Prompt 1: Please copy out the part of the "Open sesame" thread between "If you mean how" and "wealth... is hidden.", inclusive.
Prompt 2: Carry the forum thread on the phrase "Open sesame" forward past its final post.
-- Start Excerpt to read --
# Open sesame



## .   1

G'day Arabic@s,
I have a silly little question about the cartoon saying, "Open sesame!"

_*Oh, I forgot to add that. "iftaH" just means open, "simsim" means sesame, and "ya" is just a vocative particle used when directly addressing someone (or in this case something), like the English "Oh" -- "Open, Oh sesame."*_

This is confusing to me and I do not want to folderol the thread in the Cultural forum that this is taken from.

What do you hear in Arabic when I say the sounds, "Open sesame."

I have always thought that this was just a cute twist on the English, "Open Says (a) Me" because it is always associated with opening a door or a lock or some magic trick but I have been led to beleive that it may be a straight lift from Arabic.

Does anybody have any idea of what I am clumsily trying to ask?

.,,


----------



## Abu Rashid

Sounds like Strine to me.

This saying does come directly from Arabic I think.


----------



## cherine

Welcome to the Arabic forum 


. said:


> G'day Arabic@s,
> I have a silly little question about the cartoon saying, "Open sesame!"
> 
> _*Oh, I forgot to add that. "iftaH" just means open, "simsim" means sesame, and "ya" is just a vocative particle used when directly addressing someone (or in this case something), like the English "Oh" -- "Open, Oh sesame."*_
> 
> What do you hear in Arabic when I say the sounds, "Open sesame."


If you mean how it sounds, go here, choose (Arabic) and paste the sentence in Arabic افتح يا سمسم . (I'm sorry if the first word is not very clearly pronounced  )

If you mean the expression itself (iftaH ya simsim) it's a very famous sentence found in one of the Arabian Nights stories (Ali Baba and the 40 thieves); where the chief of the thieves say "IftaH ya simsim" and then a door in the mountain open, and the thieves inter inside the cave.
The "cave of Ali Baba" is a famous expression in Arabic litterature, and even in daily usage in many Arab countries, denoting a place where lots of money, jewls, and/or wealth... is hidden.
When someone finds a treasure, we say "he found the cave of Ali Baba".


> I have always thought that this was just a cute twist on the English, "Open Says (a) Me" because it is always associated with opening a door or a lock or some magic trick but I have been led to beleive that it may be a straight lift from Arabic.


The sentence is Arabic, and it's the first time I hear this hypothesis. Simsim is the Arabic word for "sesame". We don't really know why the thief calls simsim and not another name  There's even a hypothesis that says that simsim is the name of another thief who used to wait for the others inside the cave and when they call his name he opens the cave's door from the inside for them 


> Does anybody have any idea of what I am clumsily trying to ask?


I hope I understood your question. If not, please try to elaborate more.


----------



## Nunty

Iftah ya simsim is the real Arabic phrase for what is "translated" (in the same story, Cherine) as "Open sesame." I've always understood the English phrase the way the Lord of Punctuation explains it.
-- End Excerpt to read --
-- Start Records --
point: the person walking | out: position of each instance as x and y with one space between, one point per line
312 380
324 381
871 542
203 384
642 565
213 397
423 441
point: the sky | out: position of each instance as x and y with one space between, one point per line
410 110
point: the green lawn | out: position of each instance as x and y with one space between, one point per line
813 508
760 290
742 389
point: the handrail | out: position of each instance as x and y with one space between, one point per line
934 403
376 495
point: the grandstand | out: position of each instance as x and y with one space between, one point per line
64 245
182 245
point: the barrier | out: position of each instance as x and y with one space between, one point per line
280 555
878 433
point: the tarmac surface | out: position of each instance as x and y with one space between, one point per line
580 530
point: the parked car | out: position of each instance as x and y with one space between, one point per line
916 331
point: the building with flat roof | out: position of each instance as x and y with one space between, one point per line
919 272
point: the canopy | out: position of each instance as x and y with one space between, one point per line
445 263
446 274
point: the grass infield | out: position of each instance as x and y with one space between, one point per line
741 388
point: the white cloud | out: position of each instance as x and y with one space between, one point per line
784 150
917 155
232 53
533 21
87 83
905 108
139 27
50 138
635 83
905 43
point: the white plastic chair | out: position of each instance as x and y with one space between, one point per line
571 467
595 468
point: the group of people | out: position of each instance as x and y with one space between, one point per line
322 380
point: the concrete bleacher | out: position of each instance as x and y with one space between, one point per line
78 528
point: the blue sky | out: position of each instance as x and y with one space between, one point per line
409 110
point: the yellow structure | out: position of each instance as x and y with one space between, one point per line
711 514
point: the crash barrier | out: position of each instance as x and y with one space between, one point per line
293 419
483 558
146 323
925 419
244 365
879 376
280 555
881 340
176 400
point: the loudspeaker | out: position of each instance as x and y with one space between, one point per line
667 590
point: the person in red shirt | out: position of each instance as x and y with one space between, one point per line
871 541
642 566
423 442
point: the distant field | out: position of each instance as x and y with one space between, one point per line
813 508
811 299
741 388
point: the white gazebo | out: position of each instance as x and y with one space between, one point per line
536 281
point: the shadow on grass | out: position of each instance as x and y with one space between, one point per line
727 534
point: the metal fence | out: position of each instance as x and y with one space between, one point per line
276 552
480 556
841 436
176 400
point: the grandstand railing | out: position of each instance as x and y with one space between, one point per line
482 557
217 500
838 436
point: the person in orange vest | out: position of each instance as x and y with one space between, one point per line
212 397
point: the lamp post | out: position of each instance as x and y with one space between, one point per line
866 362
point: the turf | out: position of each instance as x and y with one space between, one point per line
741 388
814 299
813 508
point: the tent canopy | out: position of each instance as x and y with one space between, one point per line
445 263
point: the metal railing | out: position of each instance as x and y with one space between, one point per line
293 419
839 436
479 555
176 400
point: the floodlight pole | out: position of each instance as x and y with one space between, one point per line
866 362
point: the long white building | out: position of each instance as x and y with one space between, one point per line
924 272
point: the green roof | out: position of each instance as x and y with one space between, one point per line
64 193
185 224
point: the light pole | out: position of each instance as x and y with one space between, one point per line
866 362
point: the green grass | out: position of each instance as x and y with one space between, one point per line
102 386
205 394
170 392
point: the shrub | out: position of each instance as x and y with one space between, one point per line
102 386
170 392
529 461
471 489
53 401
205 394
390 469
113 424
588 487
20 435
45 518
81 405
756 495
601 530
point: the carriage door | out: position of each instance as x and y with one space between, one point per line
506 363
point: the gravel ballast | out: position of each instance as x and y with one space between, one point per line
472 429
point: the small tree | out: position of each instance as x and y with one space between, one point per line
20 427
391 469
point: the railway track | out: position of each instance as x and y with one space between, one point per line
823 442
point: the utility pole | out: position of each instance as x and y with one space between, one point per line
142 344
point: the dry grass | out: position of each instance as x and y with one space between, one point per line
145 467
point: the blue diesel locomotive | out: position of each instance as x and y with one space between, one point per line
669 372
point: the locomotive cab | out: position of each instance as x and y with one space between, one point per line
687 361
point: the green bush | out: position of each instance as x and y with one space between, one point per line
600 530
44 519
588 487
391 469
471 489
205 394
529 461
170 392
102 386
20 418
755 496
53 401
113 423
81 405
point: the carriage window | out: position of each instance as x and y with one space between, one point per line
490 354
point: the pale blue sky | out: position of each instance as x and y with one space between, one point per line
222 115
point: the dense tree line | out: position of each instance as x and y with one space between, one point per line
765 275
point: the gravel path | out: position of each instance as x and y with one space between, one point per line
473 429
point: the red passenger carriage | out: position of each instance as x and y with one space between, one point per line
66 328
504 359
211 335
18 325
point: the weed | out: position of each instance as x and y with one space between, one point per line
-- End Records --
Answer 1:
If you mean how it sounds, go here, choose (Arabic) and paste the sentence in Arabic افتح يا سمسم . (I'm sorry if the first word is not very clearly pronounced  )

If you mean the expression itself (iftaH ya simsim) it's a very famous sentence found in one of the Arabian Nights stories (Ali Baba and the 40 thieves); where the chief of the thieves say "IftaH ya simsim" and then a door in the mountain open, and the thieves inter inside the cave.
The "cave of Ali Baba" is a famous expression in Arabic litterature, and even in daily usage in many Arab countries, denoting a place where lots of money, jewls, and/or wealth... is hidden.

Answer 2:
----------



## .   1

G'day Cherine,
The link doesn't work for me but that is not my question.
I am interested in what an Arabic person hears when I say, "Open sesame"
Is there a word in Arabic that sounds like "open" and if so what does it mean?
What does that mean when combined with sesame.

I remember an old poem about an apple or pommegranet being considered to be a jewel box or a container of treasure.

Does the sesame have some iconic significance in Arabic culture?

.,,


----------



## Abu Rashid

> Is there a word in Arabic that sounds like "open" and if so what does it mean?


The sound "p" doesn't even exist in Arabic so I doubt it.

I think what Cherine's trying to tell you is this expression has existed in Arabic for about 1000 years, back when the English language probably didn't even know the words "open" nor "sesame" in the form it does today.

This is an entry from the online etymology dictionary:



> First as a magic password in 1785 translation of Galland's "Mille et une nuits," where it opens the door of the thieves' den in "Ali Baba and the Forty Thieves." Phrase open sesame current since about 1826.



I think the play on the sounds that you've made is just a co-incidence. I'm a native speaker of Australian English also and have never made such a connection.


----------



## .   1

Abu Rashid said:


> I think the play on the sounds that you've made is just a co-incidence. I'm a native speaker of Australian English also and have never made such a connection.


Did you ever watch Bugs Bunny and Daffy Duck?
Chuck Jones had a ball with the wordplay.
Open seza me.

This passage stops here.